GIVEN PROBLEM. Report every line below that contains the string "rider", copying each one in full. Case counts.

RECORDS FOR THIS TASK.
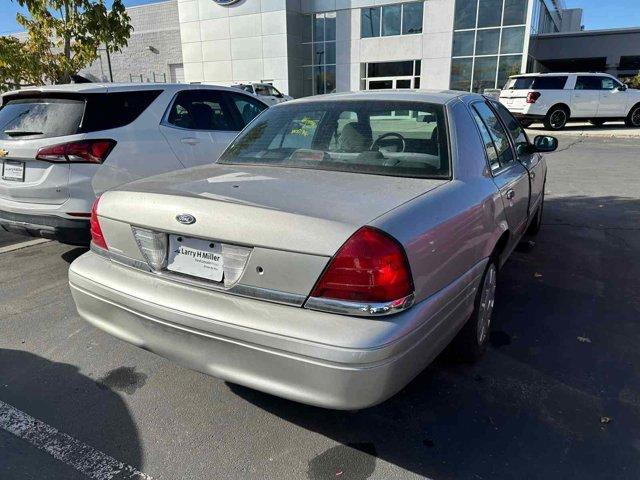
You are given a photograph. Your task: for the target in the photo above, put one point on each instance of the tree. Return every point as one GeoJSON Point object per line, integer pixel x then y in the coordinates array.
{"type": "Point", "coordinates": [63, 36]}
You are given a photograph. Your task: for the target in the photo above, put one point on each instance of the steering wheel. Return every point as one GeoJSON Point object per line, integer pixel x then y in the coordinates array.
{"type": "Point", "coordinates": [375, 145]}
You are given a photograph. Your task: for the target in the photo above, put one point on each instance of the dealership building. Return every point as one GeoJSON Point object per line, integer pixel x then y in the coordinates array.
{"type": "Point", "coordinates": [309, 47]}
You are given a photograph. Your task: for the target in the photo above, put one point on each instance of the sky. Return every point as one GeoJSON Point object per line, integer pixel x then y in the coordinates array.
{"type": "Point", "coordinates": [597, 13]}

---

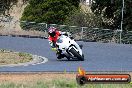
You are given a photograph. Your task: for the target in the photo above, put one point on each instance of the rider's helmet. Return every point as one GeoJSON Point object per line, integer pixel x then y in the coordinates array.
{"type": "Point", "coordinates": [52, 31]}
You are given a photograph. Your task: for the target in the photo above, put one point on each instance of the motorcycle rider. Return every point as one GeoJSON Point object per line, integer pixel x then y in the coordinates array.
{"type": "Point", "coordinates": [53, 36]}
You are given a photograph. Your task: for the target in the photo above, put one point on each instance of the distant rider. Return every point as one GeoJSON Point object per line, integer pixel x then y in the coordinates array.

==

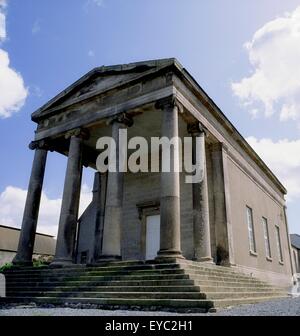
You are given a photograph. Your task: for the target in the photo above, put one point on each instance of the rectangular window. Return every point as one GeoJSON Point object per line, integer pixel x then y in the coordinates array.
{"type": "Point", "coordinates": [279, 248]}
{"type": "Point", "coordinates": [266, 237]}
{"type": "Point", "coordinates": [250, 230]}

TASK OUTPUT.
You are given a photograph. Your task: for the target in the photo above, put one point on each instance of the rider's helmet. Return every point as one GeoJSON Point object per line, integer pixel x then y in the coordinates array.
You are given a photograph. Your task: for the target in the photo above, put one point on each instance of the motorcycle rider. Return every point as one GeoJSON Point object per line, integer pixel x then y in the coordinates array.
You are given a photograph. Your task: for the target in the photo above, put one point on each instance of the distant rider. Return every point as one GeoJSON Point object per line, integer pixel x then y in the coordinates array.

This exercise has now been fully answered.